» Stated exercise
Convert everything in the entries below, from the line containing "shape [[164, 307]]." down to the line containing "[[54, 363], [929, 341]]", into a JSON list of strings with one string for each line and blank lines left out.

BEGIN

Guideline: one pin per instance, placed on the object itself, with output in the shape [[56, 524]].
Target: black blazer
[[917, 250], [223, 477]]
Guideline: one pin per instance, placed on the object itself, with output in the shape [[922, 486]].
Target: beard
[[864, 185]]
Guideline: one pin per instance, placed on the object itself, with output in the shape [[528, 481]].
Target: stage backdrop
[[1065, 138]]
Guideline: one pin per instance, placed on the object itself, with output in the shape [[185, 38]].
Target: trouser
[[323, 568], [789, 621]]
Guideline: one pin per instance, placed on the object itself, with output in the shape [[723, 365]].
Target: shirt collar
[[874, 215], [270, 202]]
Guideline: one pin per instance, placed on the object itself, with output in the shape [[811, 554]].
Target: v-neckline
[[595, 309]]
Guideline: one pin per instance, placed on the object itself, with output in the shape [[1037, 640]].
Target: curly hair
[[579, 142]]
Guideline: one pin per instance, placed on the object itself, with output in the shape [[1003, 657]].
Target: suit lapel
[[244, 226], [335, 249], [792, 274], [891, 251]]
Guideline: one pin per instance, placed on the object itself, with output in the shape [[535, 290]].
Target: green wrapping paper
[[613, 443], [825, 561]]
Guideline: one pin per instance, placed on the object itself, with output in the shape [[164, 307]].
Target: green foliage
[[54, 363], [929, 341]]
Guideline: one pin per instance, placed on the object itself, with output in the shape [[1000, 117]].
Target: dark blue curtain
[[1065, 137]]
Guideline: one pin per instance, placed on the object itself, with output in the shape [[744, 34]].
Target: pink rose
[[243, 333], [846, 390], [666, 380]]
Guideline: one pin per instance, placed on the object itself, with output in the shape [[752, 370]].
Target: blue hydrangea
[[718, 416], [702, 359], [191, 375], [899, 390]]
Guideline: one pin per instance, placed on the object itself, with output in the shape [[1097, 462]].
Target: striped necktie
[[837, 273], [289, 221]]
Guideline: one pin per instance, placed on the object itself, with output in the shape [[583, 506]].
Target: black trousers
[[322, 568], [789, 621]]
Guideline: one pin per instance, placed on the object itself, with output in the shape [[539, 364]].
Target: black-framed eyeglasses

END

» Correct output
[
  "Guideline: one pin per instance, placed on the object itself, with output in the shape [[164, 307]].",
  "Target: green foliage",
  "[[54, 363], [929, 341]]"
]